►

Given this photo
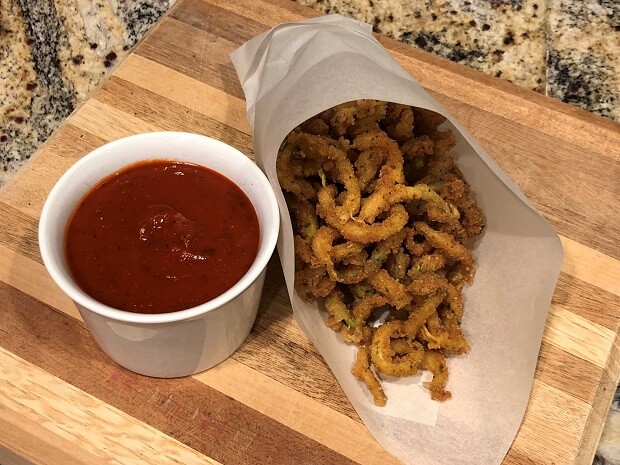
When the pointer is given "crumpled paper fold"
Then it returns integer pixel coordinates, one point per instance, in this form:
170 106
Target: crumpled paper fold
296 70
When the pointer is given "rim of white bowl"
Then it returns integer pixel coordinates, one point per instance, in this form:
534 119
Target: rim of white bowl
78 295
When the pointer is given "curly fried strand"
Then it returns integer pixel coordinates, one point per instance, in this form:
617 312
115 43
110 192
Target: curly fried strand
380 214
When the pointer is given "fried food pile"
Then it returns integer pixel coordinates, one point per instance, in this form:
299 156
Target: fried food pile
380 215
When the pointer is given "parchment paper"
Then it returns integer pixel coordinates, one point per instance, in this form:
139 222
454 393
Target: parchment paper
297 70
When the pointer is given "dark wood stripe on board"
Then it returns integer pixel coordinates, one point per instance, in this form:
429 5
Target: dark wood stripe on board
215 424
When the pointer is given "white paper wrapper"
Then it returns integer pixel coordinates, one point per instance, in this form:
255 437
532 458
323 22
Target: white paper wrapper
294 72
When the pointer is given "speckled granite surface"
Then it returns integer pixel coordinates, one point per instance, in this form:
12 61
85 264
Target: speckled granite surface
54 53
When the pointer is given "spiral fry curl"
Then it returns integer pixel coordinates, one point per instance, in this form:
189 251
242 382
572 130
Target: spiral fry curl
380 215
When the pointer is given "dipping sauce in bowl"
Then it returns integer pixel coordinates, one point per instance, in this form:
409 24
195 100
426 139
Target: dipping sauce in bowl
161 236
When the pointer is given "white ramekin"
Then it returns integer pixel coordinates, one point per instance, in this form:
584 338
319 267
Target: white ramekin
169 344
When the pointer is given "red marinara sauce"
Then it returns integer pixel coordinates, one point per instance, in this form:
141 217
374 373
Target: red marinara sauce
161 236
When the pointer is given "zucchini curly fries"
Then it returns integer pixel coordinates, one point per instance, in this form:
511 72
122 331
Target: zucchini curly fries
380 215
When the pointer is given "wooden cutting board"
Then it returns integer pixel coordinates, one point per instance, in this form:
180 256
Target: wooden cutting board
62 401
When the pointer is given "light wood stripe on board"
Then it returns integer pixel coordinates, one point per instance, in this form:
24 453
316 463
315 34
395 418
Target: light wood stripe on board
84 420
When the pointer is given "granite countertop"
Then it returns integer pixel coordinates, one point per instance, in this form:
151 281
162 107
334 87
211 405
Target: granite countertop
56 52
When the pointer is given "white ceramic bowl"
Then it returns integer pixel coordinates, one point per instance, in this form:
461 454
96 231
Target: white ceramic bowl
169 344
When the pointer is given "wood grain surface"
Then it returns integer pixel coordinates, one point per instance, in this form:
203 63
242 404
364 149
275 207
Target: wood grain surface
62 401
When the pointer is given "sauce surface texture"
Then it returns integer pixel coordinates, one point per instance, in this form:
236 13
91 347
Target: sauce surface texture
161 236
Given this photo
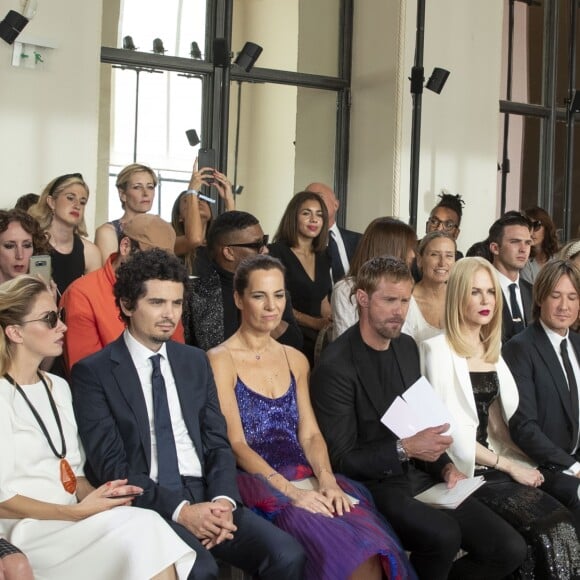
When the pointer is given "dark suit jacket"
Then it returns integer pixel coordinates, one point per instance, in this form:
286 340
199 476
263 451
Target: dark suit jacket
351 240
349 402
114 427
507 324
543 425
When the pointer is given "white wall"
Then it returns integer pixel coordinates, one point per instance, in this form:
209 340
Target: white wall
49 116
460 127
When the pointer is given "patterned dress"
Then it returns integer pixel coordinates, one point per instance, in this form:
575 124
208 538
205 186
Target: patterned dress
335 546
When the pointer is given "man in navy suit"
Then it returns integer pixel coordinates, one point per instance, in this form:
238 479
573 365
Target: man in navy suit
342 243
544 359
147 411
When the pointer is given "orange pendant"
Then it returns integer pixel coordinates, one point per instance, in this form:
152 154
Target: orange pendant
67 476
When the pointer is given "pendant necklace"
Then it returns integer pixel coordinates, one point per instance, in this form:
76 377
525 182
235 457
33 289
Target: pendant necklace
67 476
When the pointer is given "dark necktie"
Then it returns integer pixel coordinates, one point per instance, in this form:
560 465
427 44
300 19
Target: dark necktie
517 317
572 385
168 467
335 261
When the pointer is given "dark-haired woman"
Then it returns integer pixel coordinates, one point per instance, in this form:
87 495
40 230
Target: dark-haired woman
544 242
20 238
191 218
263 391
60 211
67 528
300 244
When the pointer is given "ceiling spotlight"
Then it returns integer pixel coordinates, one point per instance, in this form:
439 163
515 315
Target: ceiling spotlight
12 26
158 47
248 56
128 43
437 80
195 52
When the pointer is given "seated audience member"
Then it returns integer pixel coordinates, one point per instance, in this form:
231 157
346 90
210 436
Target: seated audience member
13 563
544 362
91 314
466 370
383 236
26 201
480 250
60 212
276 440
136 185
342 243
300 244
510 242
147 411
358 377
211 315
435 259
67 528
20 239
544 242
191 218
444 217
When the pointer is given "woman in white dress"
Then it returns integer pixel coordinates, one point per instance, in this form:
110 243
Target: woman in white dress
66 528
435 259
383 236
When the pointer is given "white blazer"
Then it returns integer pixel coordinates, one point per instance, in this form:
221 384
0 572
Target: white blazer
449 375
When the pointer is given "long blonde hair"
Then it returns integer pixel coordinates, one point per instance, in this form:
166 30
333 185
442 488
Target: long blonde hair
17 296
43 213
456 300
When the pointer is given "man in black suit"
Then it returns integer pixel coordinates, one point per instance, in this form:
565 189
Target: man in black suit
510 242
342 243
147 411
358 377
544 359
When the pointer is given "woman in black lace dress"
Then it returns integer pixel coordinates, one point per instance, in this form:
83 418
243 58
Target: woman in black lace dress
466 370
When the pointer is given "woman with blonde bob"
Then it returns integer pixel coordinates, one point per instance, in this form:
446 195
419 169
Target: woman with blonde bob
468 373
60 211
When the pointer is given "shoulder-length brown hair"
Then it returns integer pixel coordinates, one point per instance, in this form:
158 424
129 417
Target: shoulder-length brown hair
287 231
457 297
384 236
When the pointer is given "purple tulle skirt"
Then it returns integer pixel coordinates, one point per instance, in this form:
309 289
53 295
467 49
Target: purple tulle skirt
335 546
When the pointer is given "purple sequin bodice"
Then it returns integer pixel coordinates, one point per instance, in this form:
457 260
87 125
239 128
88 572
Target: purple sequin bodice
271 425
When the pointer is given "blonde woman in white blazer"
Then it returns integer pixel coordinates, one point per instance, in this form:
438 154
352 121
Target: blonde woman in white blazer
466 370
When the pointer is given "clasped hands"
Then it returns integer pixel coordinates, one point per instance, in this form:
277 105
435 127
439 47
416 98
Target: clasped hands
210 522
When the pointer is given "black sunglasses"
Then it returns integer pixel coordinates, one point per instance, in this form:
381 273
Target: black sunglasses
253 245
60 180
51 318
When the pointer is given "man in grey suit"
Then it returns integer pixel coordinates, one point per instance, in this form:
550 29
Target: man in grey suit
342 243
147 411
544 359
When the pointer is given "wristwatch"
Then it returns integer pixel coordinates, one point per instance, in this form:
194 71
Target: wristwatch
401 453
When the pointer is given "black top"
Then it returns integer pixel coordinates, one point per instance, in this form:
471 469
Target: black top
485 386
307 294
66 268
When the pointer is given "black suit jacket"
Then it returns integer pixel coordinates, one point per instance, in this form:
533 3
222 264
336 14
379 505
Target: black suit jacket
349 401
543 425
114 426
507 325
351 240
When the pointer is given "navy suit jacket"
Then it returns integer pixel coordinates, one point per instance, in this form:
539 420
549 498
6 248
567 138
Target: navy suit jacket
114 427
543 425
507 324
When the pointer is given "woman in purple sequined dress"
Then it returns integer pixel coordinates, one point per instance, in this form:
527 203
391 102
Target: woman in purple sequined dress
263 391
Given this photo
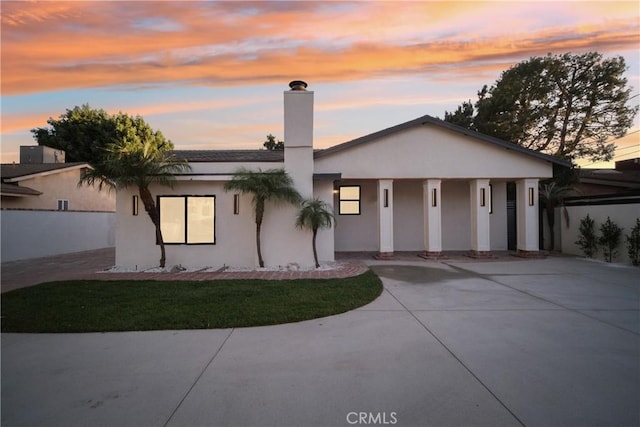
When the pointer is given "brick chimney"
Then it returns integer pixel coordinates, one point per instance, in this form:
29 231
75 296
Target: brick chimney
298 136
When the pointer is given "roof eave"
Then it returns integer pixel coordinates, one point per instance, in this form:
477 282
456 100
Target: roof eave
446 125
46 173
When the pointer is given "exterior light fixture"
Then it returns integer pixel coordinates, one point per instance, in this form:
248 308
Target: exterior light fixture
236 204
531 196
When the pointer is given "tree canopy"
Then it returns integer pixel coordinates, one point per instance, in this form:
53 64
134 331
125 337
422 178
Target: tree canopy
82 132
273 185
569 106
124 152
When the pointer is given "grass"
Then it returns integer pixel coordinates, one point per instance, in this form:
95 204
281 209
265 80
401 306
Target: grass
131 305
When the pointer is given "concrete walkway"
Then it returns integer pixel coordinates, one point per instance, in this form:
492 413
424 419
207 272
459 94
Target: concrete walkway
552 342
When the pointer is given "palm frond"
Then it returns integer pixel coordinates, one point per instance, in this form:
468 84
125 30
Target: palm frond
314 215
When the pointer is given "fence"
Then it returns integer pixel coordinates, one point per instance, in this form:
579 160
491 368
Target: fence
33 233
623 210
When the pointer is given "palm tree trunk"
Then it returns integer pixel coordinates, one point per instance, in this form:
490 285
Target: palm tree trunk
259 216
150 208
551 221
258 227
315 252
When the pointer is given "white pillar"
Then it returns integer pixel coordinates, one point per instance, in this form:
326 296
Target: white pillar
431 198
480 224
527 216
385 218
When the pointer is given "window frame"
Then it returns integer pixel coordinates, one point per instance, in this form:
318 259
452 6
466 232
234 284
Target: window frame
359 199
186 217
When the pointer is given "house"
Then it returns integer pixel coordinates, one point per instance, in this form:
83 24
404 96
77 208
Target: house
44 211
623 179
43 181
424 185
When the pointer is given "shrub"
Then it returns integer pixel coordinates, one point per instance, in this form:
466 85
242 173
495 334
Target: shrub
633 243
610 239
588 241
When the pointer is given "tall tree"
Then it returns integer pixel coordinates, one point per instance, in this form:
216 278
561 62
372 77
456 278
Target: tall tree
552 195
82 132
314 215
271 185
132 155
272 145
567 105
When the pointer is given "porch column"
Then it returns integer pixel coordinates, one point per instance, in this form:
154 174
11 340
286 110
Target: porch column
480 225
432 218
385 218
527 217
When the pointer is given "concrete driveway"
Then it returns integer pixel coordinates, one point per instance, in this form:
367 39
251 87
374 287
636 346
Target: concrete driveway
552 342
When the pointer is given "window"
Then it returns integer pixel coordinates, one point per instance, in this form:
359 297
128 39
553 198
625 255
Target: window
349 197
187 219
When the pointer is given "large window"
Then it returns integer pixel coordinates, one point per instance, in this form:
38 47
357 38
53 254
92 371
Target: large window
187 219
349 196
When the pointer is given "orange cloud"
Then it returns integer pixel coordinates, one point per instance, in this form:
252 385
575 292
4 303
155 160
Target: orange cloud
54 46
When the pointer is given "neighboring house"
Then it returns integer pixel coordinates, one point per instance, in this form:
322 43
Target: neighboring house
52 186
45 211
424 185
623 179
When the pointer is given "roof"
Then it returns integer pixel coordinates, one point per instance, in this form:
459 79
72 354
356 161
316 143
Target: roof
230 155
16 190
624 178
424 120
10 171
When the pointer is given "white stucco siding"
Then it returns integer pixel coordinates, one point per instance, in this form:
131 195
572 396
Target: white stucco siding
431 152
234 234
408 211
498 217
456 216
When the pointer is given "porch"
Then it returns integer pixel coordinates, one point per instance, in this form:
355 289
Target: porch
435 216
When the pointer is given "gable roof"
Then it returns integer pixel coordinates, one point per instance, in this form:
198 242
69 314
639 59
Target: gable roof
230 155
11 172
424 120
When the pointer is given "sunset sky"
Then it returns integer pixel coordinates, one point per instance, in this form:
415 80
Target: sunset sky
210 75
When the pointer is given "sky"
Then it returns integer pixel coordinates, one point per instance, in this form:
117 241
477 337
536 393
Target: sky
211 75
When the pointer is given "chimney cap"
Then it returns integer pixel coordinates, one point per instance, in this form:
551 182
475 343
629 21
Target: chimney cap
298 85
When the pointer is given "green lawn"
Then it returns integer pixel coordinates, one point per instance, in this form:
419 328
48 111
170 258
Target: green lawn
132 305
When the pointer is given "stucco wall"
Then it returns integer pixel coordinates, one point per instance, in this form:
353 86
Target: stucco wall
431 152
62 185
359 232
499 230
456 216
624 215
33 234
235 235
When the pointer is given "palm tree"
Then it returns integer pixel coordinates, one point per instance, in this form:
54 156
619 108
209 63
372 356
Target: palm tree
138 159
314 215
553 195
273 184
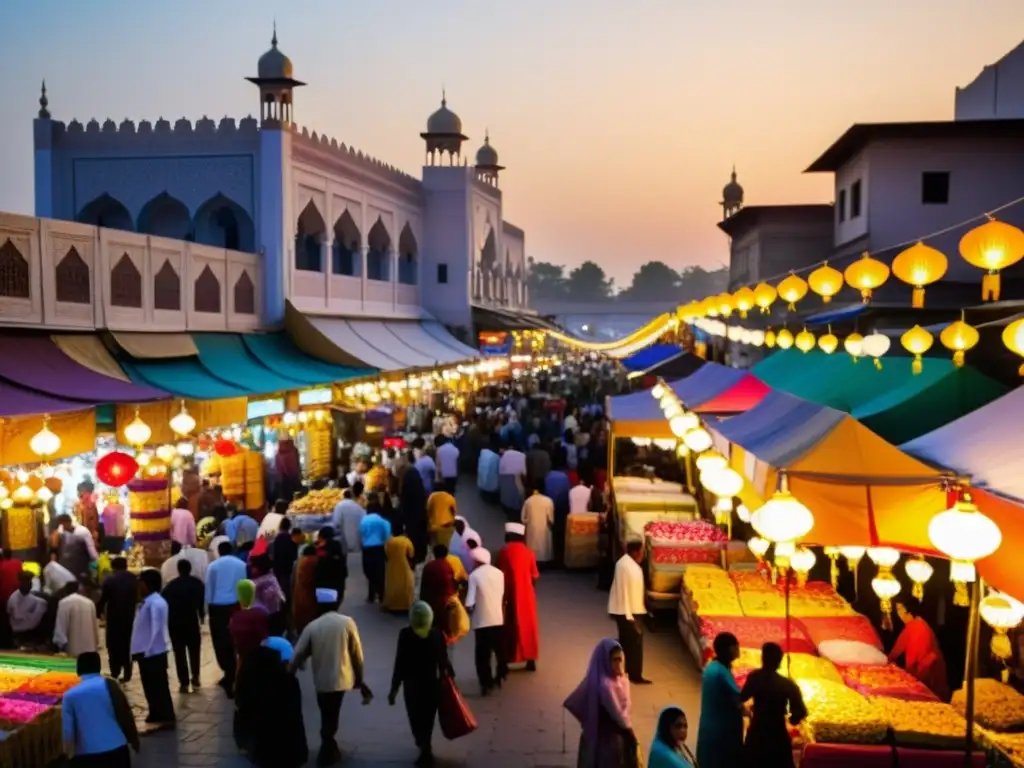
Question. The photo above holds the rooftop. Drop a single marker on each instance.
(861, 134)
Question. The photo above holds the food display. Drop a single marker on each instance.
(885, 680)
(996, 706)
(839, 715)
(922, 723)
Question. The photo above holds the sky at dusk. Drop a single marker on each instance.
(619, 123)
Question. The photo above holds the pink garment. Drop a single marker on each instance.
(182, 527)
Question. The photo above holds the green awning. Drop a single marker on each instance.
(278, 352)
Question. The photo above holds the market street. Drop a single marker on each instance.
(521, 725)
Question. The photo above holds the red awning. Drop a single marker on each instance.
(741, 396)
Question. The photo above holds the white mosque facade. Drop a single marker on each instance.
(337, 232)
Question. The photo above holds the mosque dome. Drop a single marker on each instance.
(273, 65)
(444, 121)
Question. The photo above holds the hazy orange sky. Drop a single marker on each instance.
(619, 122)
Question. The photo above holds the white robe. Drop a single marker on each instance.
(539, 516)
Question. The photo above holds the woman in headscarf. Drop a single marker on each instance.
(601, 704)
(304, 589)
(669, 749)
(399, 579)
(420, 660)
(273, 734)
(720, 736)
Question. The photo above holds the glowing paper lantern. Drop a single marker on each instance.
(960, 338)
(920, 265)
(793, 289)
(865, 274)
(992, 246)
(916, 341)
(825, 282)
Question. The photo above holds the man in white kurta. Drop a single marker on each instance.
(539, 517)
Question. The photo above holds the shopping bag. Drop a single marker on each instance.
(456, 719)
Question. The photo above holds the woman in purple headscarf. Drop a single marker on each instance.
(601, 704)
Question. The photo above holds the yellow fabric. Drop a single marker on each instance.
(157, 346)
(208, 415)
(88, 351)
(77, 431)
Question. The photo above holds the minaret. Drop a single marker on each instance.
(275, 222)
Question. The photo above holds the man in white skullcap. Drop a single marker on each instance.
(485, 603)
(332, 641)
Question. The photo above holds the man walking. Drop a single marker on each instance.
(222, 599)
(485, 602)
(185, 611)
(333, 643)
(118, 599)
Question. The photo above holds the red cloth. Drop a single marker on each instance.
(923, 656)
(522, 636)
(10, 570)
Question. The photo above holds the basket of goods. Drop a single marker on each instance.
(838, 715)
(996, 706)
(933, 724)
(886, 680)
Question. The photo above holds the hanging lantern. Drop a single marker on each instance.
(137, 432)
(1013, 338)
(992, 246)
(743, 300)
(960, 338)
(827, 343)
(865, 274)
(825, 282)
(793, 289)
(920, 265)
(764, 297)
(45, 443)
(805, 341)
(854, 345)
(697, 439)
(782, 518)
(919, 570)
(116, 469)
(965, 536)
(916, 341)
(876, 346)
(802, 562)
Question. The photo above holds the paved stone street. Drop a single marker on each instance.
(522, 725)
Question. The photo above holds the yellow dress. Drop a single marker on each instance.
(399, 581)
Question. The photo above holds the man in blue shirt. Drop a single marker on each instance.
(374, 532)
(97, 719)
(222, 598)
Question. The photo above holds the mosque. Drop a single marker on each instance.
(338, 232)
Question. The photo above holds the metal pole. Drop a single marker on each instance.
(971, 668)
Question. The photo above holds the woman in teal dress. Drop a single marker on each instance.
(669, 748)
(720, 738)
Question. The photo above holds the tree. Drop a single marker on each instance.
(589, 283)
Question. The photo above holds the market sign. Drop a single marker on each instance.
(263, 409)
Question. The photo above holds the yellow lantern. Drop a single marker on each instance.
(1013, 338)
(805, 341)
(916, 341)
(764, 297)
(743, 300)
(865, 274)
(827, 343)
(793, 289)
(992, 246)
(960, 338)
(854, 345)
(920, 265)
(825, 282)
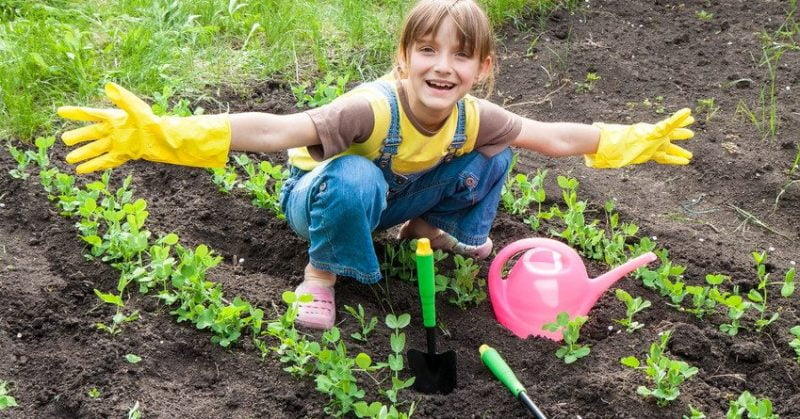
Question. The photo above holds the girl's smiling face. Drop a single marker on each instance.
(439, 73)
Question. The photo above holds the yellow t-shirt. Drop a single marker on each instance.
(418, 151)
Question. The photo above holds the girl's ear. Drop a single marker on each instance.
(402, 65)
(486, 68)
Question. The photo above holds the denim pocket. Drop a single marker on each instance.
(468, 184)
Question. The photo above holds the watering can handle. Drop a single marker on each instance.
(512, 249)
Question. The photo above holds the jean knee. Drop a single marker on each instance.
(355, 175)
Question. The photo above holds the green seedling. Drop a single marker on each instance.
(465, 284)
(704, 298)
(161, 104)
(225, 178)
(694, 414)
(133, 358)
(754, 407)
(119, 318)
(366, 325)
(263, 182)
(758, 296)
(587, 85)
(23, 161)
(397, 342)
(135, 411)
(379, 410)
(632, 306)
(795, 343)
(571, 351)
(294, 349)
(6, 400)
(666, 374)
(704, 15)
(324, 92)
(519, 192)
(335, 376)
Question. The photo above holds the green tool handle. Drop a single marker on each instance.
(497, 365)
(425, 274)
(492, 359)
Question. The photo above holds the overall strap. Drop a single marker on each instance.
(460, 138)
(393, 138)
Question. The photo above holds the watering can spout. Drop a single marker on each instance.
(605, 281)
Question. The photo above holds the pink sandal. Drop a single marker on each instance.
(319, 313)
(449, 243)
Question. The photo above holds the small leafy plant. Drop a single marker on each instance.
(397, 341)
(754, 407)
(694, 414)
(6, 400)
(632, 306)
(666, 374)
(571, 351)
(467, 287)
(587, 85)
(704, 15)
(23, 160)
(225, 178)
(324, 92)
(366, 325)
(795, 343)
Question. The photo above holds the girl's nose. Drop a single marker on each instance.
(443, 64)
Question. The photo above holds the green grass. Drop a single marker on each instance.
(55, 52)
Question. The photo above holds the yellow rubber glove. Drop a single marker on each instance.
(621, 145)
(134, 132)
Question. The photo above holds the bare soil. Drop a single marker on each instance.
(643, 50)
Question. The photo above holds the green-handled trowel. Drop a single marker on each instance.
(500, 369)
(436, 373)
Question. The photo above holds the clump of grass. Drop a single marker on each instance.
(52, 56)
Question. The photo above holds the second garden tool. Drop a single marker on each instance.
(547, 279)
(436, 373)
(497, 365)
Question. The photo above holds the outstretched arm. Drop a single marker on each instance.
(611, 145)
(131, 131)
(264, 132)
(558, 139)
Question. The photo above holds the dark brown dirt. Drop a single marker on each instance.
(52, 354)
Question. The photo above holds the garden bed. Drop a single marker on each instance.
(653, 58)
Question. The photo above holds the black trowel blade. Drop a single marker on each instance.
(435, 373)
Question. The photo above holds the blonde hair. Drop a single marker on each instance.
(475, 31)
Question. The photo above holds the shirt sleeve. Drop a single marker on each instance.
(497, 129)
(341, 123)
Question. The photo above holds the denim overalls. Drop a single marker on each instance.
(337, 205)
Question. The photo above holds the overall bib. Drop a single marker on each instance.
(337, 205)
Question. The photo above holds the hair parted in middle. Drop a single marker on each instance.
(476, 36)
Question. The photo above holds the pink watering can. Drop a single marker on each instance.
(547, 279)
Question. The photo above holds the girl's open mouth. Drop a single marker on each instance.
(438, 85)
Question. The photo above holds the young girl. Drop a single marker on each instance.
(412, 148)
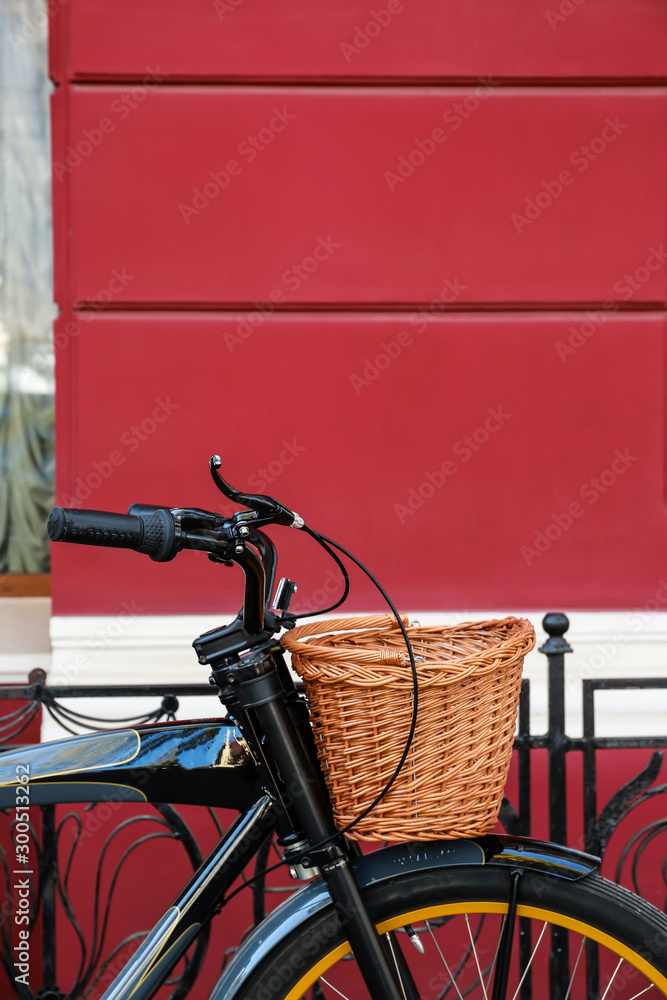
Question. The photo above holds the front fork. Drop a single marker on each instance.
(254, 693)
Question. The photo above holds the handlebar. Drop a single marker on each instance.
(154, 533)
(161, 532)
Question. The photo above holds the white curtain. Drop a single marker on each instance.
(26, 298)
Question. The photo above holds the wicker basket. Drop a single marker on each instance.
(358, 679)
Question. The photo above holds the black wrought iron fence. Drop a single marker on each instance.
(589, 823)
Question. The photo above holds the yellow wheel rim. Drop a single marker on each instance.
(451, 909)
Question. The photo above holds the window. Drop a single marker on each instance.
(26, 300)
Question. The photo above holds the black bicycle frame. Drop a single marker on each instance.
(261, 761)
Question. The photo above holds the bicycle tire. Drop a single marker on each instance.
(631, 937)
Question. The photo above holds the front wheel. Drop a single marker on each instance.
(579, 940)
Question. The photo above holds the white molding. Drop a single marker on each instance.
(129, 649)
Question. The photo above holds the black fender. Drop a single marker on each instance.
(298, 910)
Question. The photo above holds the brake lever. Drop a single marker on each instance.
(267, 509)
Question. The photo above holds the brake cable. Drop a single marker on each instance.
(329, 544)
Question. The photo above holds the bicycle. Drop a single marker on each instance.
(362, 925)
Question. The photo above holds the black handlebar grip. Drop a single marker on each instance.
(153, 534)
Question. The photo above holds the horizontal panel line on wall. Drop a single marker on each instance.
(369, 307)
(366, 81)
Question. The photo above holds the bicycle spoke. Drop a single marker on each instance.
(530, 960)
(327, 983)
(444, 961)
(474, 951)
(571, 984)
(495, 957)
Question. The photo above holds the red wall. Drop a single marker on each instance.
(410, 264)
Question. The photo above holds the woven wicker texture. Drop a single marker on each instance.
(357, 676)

◄

Exactly the lines from the one containing "Question. The photo above holds the black handlebar" to the final line of the entries must be restated, and no others.

Question. The photo above holds the black handlebar grip. Drop a single marker on each instance.
(153, 534)
Question. The photo above holds the horizontal panel line on wall. Drop a single marker on each instance.
(369, 307)
(366, 81)
Question. The photo above holds the bicycle spoke. Drop a single marker on each instance.
(530, 960)
(327, 983)
(444, 961)
(474, 951)
(571, 984)
(495, 957)
Question. The photo above holds the red wall. Drop a single marker on each instance.
(410, 264)
Question. The photo above holds the woven wicker texture. Drop a single marker on each instance.
(357, 676)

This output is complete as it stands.